The tasks =>
1. In the letter to the duc d'Orléans, what title follows his name in the heading?
2. Reproduce the letter to the duc d'Orléans word for word, starting at "The People love" and ending at "not always succeed.".

Text passage =>
_ _ _ _

Olympe de Gouges

English translations of the original French texts



Premier Prince du Sang.
Letter to his Lordship the duc d'Orléans, First Prince of the Blood. [1]


We have reached that terrible revolution where all Citizens have arrogated to themselves the liberty of undertaking everything and saying anything. Heaven preserves me from employing any violent means; I wish only for the good of my Fellow Citizens, the salvation of my Motherland, the repose of the Monarch and the happiness of the public.

The People love you, MY LORD, good Citizens consider you to be a friend of mankind but the wise are quietly murmuring; wickedness is easy and the bad exercise it without hindrance: the virtuous likewise do good, but they do not always succeed.

_ _ _ _

Given information =>
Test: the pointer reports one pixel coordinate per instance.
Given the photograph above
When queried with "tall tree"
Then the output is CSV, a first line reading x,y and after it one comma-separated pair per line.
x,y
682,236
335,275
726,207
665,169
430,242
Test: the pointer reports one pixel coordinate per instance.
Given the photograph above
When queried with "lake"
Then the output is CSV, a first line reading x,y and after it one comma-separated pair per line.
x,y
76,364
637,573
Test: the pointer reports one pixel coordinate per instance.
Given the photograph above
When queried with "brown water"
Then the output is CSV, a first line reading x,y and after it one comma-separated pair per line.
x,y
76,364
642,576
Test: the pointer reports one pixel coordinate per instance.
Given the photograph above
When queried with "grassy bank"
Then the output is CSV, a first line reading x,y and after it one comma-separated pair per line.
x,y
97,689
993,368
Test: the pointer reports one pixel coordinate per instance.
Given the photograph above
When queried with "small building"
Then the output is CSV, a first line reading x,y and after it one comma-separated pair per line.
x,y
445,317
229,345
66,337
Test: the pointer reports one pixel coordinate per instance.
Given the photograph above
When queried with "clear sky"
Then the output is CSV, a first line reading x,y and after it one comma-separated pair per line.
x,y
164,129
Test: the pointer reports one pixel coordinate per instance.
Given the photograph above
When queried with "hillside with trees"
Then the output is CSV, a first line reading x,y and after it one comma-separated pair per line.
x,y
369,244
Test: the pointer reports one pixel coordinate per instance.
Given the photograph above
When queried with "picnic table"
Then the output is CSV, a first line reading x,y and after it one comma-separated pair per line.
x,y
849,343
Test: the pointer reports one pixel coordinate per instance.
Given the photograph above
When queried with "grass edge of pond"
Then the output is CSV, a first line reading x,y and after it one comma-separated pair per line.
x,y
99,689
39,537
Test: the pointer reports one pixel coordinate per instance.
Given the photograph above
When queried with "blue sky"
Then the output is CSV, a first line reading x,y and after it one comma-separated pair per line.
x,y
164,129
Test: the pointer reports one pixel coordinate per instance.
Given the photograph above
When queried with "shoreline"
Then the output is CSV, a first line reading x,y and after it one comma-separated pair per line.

_ _ _ _

Worked answers =>
1. First Prince of the Blood.

2.
The People love you, MY LORD, good Citizens consider you to be a friend of mankind but the wise are quietly murmuring; wickedness is easy and the bad exercise it without hindrance: the virtuous likewise do good, but they do not always succeed.